Provided information:
* * * * *
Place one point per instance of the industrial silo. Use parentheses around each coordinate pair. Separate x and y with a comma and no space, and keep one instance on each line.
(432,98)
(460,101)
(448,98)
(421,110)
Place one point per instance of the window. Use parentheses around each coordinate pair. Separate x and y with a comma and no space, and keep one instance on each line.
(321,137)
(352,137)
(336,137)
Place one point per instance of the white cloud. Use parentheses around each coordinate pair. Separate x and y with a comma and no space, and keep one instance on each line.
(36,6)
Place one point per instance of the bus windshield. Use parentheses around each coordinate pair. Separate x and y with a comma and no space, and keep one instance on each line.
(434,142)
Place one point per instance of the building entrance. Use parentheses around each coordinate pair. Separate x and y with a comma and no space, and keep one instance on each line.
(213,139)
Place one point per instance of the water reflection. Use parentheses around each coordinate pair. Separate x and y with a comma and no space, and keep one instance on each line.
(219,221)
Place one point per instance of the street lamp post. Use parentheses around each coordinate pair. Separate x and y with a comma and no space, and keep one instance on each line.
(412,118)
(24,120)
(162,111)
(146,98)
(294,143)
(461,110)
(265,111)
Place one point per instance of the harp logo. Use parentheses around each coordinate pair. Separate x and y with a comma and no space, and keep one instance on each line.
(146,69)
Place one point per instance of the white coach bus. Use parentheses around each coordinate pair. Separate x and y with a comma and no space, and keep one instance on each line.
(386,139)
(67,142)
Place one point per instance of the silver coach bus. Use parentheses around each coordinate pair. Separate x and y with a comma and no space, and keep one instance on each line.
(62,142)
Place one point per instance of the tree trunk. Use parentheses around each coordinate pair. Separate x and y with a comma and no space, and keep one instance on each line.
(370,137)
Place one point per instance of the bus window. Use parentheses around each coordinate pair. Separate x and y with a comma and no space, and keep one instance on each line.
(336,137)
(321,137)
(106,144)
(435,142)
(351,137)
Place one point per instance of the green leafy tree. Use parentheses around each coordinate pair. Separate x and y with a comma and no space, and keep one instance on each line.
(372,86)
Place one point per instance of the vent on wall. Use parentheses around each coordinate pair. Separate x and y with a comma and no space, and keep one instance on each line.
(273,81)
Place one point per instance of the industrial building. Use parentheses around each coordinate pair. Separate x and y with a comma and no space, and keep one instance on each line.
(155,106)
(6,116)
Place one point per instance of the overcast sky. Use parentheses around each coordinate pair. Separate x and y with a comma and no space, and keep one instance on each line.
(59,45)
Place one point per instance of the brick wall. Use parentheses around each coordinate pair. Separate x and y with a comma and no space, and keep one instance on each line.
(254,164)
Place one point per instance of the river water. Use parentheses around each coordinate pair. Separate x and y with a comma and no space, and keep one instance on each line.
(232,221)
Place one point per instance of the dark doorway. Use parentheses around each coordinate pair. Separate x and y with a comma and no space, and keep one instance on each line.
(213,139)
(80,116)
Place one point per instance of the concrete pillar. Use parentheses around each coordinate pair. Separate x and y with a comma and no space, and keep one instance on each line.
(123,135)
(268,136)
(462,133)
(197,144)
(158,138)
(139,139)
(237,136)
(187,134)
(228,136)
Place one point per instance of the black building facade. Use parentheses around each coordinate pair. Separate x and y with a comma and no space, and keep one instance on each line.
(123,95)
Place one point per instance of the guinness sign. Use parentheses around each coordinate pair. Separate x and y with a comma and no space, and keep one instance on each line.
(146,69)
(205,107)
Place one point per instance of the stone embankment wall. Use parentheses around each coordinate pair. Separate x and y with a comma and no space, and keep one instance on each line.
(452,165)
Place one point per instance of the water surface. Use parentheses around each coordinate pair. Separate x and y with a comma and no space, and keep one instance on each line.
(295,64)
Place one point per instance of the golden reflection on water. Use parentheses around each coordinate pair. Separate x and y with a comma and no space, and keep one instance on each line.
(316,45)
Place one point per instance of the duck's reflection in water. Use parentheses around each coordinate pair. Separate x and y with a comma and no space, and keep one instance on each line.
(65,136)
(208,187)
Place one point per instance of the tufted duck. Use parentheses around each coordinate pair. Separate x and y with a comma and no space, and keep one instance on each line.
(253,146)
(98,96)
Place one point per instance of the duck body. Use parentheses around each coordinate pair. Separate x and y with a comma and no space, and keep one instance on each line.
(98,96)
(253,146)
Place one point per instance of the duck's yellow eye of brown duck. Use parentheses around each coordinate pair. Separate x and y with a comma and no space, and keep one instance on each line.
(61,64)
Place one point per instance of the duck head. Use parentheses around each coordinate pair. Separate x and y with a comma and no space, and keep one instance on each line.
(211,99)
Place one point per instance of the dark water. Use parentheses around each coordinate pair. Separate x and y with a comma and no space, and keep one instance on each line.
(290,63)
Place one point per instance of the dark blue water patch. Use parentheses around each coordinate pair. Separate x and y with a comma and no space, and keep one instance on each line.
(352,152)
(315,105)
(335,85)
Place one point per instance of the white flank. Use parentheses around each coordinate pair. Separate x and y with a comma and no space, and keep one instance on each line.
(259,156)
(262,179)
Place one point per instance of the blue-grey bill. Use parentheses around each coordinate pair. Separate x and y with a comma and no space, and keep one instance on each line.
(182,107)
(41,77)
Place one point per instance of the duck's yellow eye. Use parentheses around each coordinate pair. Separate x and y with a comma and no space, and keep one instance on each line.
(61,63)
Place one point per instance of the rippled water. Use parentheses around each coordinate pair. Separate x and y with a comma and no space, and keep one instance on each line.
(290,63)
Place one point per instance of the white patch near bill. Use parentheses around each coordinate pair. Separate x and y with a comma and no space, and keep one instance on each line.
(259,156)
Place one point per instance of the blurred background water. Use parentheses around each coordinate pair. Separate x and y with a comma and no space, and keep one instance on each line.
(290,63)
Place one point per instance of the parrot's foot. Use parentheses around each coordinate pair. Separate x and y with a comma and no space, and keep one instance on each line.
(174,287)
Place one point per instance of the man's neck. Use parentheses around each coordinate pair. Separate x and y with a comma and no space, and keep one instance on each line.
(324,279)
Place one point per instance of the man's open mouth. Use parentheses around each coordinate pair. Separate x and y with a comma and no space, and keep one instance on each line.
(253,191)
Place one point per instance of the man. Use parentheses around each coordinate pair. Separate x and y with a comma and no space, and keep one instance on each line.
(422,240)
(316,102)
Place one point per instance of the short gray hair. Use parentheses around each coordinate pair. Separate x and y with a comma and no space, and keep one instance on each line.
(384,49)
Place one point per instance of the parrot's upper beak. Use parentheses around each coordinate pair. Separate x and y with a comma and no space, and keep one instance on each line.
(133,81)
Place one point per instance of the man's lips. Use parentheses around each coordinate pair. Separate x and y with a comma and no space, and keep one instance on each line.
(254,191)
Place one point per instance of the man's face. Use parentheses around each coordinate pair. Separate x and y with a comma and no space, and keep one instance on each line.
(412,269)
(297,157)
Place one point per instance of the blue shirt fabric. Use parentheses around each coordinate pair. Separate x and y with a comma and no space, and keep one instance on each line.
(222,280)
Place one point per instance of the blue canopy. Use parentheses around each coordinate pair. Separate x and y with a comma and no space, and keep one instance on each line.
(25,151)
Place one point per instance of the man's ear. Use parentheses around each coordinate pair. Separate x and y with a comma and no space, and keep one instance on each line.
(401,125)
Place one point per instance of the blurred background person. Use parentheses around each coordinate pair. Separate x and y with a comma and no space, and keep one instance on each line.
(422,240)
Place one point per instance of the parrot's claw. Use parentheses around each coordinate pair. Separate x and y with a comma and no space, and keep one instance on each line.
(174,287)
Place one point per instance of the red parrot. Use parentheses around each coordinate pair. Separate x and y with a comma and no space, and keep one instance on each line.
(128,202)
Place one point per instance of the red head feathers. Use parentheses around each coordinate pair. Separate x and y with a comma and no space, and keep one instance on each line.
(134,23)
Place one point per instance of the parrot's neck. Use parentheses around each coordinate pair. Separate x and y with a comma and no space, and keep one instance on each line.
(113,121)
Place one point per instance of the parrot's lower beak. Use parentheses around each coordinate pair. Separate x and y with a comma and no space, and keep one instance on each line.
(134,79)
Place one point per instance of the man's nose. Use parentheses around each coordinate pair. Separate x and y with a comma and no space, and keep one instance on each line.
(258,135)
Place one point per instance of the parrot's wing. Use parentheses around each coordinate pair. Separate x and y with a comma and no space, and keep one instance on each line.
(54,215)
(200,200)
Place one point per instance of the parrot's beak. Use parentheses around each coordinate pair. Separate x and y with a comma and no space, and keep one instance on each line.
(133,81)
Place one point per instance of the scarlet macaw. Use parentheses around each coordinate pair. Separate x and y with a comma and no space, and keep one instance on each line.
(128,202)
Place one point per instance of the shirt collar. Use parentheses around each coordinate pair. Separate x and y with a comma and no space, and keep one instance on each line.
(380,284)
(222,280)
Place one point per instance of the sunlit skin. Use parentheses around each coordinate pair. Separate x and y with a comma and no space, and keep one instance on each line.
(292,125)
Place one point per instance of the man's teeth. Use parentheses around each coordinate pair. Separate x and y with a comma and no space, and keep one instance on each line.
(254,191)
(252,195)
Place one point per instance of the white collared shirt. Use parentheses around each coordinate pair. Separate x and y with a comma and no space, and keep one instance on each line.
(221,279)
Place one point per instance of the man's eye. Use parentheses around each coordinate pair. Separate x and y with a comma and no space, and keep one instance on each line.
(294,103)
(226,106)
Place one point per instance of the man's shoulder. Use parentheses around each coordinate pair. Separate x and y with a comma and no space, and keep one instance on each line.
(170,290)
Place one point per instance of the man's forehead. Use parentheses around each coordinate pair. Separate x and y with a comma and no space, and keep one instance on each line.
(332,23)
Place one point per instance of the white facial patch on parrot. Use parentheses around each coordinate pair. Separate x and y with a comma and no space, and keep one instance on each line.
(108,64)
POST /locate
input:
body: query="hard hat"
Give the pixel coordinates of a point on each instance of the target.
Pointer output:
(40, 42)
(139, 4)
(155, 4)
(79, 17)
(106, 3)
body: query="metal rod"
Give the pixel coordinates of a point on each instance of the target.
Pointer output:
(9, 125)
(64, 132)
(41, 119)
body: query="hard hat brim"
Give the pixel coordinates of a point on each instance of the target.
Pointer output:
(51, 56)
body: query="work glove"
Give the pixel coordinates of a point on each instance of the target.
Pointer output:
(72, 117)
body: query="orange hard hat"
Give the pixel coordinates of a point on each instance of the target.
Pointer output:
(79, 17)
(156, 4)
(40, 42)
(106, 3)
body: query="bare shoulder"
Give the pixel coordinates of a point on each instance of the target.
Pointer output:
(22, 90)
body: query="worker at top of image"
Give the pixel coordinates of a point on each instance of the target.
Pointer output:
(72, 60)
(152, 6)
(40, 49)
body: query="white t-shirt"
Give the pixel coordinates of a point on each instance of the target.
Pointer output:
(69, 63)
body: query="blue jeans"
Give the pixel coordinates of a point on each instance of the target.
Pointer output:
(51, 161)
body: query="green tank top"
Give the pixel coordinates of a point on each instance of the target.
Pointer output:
* * * * *
Task statement: Only lines holding the word "query" are wanted; copy each one from the listing.

Response to this task:
body: query="hard hat"
body: query="metal rod"
body: query="hard hat brim"
body: query="work glove"
body: query="orange hard hat"
body: query="bare shoulder"
body: query="worker at top of image"
body: query="white t-shirt"
body: query="blue jeans"
body: query="green tank top"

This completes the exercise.